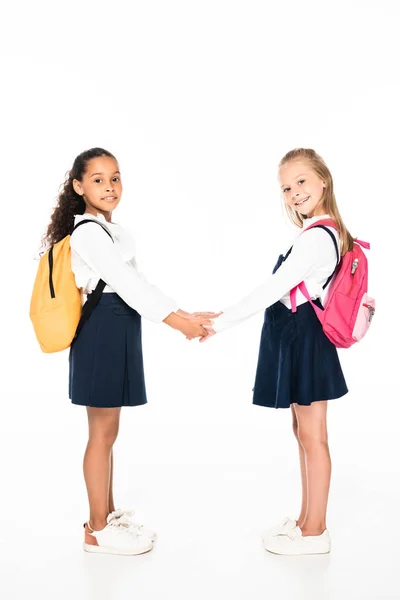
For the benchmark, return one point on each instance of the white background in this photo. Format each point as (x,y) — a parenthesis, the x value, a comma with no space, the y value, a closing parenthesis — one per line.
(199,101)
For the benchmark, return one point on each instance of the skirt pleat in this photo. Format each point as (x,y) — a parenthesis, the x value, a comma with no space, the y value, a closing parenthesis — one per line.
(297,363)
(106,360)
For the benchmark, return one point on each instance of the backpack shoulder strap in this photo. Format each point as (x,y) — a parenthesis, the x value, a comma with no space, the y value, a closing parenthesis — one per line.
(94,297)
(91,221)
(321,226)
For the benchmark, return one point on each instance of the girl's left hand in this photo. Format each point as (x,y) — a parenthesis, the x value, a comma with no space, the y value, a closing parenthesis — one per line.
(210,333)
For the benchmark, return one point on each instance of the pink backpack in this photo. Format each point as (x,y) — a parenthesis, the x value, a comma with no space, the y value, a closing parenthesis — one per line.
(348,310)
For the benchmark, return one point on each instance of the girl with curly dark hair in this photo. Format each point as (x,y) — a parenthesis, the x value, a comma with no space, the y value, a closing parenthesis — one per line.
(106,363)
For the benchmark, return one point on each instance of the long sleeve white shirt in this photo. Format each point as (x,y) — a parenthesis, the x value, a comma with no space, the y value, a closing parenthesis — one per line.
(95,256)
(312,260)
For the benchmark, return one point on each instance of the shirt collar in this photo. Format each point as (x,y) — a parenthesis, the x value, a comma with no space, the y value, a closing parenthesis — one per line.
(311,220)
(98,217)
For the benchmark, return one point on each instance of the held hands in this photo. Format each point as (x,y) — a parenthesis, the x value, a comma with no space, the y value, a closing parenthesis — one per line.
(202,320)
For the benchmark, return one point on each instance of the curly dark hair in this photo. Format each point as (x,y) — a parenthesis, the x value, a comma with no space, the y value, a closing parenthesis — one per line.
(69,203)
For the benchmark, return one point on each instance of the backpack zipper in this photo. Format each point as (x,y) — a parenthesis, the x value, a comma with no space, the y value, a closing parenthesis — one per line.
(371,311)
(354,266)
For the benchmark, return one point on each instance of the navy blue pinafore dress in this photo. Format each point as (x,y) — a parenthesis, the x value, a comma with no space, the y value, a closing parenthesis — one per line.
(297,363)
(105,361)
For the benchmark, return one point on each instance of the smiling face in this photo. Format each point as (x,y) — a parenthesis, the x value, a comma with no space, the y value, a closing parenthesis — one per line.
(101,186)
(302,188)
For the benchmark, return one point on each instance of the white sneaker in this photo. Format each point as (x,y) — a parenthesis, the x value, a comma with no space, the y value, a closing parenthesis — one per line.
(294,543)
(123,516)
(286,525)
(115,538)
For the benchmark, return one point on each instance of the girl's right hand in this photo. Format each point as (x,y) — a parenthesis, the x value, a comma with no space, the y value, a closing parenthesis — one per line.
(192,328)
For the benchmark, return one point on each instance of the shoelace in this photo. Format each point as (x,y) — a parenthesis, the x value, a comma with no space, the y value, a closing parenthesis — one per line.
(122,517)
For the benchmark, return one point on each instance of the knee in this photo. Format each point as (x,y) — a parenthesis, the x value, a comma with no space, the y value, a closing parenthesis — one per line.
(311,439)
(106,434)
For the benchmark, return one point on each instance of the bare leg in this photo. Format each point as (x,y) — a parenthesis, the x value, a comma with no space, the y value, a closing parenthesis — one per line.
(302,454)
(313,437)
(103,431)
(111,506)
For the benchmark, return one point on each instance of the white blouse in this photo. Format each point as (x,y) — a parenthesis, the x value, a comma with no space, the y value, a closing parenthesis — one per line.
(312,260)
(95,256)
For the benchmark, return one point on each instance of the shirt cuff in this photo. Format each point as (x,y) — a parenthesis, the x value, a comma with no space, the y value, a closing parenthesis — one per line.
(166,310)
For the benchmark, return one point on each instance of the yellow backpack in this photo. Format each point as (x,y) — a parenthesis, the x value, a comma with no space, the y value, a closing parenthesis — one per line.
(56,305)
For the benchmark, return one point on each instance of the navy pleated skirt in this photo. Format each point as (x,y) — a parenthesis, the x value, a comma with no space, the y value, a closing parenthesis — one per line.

> **TASK BRIEF**: Edit every one of the rows above so that "For the benchmark" becomes "For the evaluation", keeping everything else the same, and omit the pictures.

> **RESPONSE TO THE EXERCISE**:
For the evaluation, return one point on each instance of the white background in this photo. Format each point as (x,y) — a parenthesis, the x value, a comma with no space, the y value, a closing parenthesis — one per line.
(199,101)
For the evaluation, return one point on each instance of the skirt pleat in this photo. Format each point as (x,y) — a parenthesis, the x value, a comma with no space, the y value, a closing parenthesis — one per line.
(297,363)
(106,360)
For the evaluation, return one point on each instance of the backpack shoulder strap in this photo. Format each point as (x,y) — a parenthesis, the x value, a comma with no space, the y value, a closing parenthesis — one per line.
(94,297)
(91,221)
(321,226)
For the evaluation, return one point on each instance of the girl's left hand in this photo. Format each point as (x,y) — a parenthesis, the x value, a comma with no space, the y value, a closing parenthesis — one per line.
(210,333)
For the evaluation, return one point on each instance of the pink backpack in this photo. Format each point as (x,y) — a parenthesis, the x value, a comma with no space, the y value, a closing parenthesis — one per line.
(348,310)
For the evaluation, return one point on each instance of the girl with curly dark hair in this photo. Format each point as (x,y) — a parenthesis, the x value, a comma with no space, the y value, a closing parenthesis — one per line.
(106,363)
For the evaluation, return one point on each instance of the long sleeve white shirt in this photo. Format each point as (x,y) — a parenthesis, the x value, a comma with no space, the y value, a closing parenthesis — one per line.
(95,256)
(312,260)
For the evaluation, return one point on each instance of the shirt collar in this photo. Format each point as (x,y) — a parenthesis, the x value, a comma with no space, the y value, a closing parenthesis — one per line.
(311,220)
(98,217)
For the evaluation, return one point on each instance of the held hands in this photo. Format each point as (x,y) — a parenthesis, the x value, a comma with no space, the y value, a closing parenthesis — one per line.
(202,320)
For the evaluation, return one point on each instance of the curly dark hair in this photo. Format each point as (x,y) — a parenthesis, the x value, a comma with no space, the y value, a closing parenthesis — one per line.
(69,203)
For the evaluation, return one point on each instance of the backpack zipper in this photo. Format each point as (x,y) — a parenthesis, the x value, a comma with no space, the y value, a closing parenthesis — one per line.
(371,311)
(354,266)
For the evaluation, return one point on each instance of the navy blue pinafore dress in this photo. Format each point as (x,y) — a parenthesis, the x value, a comma with no space, the y value, a closing parenthesis — one per line.
(297,363)
(105,361)
For the evaluation, return one point on each instance of the smiling face in this photo. Format each point as (x,y) — a parenthesis, the x value, a comma with no space, the y value, a closing parenthesis — one per line.
(101,186)
(302,188)
For the evaluation, return one point on each instance of the white sneaker in this photo. Format each point as (x,y) — a parenthesis, the x value, a comma with no space, the y value, a closing parenthesis — one per line.
(294,543)
(123,516)
(286,525)
(115,538)
For the evaluation, return one point on each instance of the girl's right hand in this photo. Format each point as (x,y) — a parenthesis, the x value, a comma with no space, the y value, a closing parenthesis — one per line.
(192,328)
For the evaluation, return one point on each instance of the shoelace in this photo. Format each point as (x,y) — a parenthesis, the x value, a comma with no space, the y value, a closing parenthesis — one per line.
(122,517)
For the evaluation, return one point on each instance of the knee in this photo. Format each point as (x,y) — a parenthesis, the x value, a comma with no space, the y value, a closing parenthesis — one per line.
(311,439)
(106,434)
For the evaluation, return one point on each instance of the bare leg in this photo. Format each point as (x,y) — a parenthesis, the x value, a comma with no space, the y value, a closing parenthesis — one per line.
(302,454)
(313,437)
(103,431)
(111,506)
For the evaluation, return one point on each instance of the white blouse in this photo. Format each point as (x,y) — a parenthesis, the x value, a comma with no space, the y value, a closing parenthesis — one per line.
(312,260)
(95,256)
For the evaluation, return one point on each instance of the shirt cuff in this photo. Format each point as (x,y) — a parenthesis, the x value, a comma with no space, the y value, a closing parenthesis — one per line.
(166,310)
For the evaluation, return one point on each instance of the yellow backpack in this photo. Format each point as (x,y) — a parenthesis, the x value, a comma with no space, the y value, a closing parenthesis — one per line.
(56,305)
For the evaluation, return one point on each instance of the navy pleated skirt in this photo. Format each point as (x,y) — a parenthesis, the x value, a comma with no space, the y value, a closing parenthesis — one per line.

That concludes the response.